>> begin READING PASSAGE

I am having a lot of back and forth arguments in my head which digital camera I need to make me truly happy.
I miss the old analog SLR dials, as digging through digital menus is not easy when you quickly need to change an obscure setting and cannot find it again.
For now, I have settled with a basic Nikon DSLR D3300, which is capable enough and Don’t get me wrong. I like it, and when I use it I take great pictures with it (it is decent camera after all) – except I don’t use it that much, and I just don’t know why. I have 3 lenses for it, but there just is no emotional connection, no matter how hard I try.
Then there is my Sony a5000 I got used (but as good as new) off ebay, cheap body only. I only got it for an old analog 50 mm Canon lens I wanted to use with it. Though it is a proper hassle to find the focus on the display sometimes and because the lens is manual focus only, I love the setup; I love the camera; I love the pictures it takes. Later, when I was given an old Maxxum (Minolta) lens I got the proper Sony converter for the a5000, so now I can auto focus with this setup, which is very cool – old and new work well together. But it’s bulky and awkward looking, and only 50 mm fixed, great for portraits, not so good for traveling.
Long story short, because I visited India for the first time this year, I wanted something light and good, because the trip was by rail, everyday pretty much in another city. I didn’t want to carry multiple lenses or cameras etc.
So I decided to just go with a Sony RX100 (as an amazon warehouse deal, it was pretty cheap) as my new light travel camera. It was a big risk since I had only used it briefly in Paris before (mind, you I recorded the Notre Dame fire with it and it turned out OK, not the fire, the images)
So after using it for 2 weeks in India and taking over 1000 photos with the RX100, I am still not sure what to make of it. All the photos It took turned out good, some even great, but mostly as expected. Because at times we rushed from one place to another and only had 10 minutes to explore a sight, I appreciated the convenience of an easy camera – set it to “A” , press on, let the lens come out of hiding and just go. Nice. Not artistic maybe, but nice. Perfect for the occasion.
When I had more time (which was hardly never) I tested the other settings and I did however appreciate its ability to take great photos in very low light conditions, like the wall paintings in an old palace where use of flash is strictly forbidden or the Taj Mahal at dawn – but that’s a story for another day.

>> end READING PASSAGE

**PROBLEM:** From the camera post above, write out the part that opens with the words containing "Long story short, because" and closes with "or cameras etc.", word for word.

>> begin RECORDED DATA

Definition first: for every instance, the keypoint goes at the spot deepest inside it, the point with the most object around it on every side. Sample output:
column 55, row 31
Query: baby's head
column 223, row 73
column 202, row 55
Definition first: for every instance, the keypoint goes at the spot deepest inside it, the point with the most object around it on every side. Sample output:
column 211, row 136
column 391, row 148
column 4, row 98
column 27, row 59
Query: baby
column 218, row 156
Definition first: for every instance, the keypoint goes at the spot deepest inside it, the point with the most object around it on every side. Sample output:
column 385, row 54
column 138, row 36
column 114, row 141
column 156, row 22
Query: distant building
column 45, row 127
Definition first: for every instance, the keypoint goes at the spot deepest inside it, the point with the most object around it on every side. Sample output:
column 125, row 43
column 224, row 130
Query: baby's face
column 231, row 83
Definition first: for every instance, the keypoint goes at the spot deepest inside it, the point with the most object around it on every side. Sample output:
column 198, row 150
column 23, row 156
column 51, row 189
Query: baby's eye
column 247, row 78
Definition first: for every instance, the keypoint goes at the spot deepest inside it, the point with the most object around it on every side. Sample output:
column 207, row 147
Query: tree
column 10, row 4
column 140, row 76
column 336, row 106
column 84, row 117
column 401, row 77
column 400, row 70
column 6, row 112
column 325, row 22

>> end RECORDED DATA

**EXERCISE SOLUTION:**
Long story short, because I visited India for the first time this year, I wanted something light and good, because the trip was by rail, everyday pretty much in another city. I didn’t want to carry multiple lenses or cameras etc.